Try it: Beginning with the line containing "rug in this photo." and ending with the last line of the records, set down every line exactly.

Supplied records:
-*-*-
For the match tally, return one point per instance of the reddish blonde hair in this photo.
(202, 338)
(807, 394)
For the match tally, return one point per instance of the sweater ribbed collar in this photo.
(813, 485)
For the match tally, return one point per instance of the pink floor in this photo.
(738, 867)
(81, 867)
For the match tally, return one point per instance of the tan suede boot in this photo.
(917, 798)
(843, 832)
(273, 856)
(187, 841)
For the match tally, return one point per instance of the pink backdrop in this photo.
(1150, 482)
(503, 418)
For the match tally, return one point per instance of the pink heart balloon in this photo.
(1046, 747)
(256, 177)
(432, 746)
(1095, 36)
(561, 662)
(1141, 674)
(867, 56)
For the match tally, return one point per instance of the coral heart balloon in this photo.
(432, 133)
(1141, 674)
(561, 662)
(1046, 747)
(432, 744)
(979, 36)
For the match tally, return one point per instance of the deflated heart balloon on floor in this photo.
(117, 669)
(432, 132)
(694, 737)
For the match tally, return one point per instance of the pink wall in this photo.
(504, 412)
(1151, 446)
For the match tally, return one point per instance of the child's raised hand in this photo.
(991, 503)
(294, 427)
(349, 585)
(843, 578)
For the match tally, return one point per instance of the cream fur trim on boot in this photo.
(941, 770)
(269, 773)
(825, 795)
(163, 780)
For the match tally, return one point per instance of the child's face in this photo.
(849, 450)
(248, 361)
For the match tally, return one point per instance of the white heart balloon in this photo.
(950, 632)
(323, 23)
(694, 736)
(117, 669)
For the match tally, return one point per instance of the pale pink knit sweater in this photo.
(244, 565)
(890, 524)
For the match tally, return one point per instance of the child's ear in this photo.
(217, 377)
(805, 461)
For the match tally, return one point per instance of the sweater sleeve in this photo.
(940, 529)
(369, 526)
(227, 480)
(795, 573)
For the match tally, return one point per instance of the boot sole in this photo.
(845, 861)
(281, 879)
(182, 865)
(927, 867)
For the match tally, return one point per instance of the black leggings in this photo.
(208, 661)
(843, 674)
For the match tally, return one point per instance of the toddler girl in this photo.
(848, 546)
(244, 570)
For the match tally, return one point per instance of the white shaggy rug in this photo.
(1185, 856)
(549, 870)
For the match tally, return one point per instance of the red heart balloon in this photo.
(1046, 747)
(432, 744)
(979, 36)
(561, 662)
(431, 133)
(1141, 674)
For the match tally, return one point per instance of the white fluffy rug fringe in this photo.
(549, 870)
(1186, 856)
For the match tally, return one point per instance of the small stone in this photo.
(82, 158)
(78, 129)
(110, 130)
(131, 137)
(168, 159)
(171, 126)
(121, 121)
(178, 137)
-*-*-
Worked solution:
For the match tally, return one point per instance of the white shaggy rug in this photo.
(1185, 856)
(549, 870)
For the match tally, return one point per instance of the red heart balloon in this photo.
(1046, 747)
(432, 744)
(979, 36)
(561, 662)
(431, 133)
(1141, 674)
For the match tally, return one point per instance of the white fluffy rug fringe in this photo.
(549, 870)
(1186, 856)
For the match tally, return one point per instance of the small stone in this photo.
(82, 158)
(78, 129)
(110, 130)
(131, 137)
(168, 159)
(171, 126)
(121, 121)
(178, 137)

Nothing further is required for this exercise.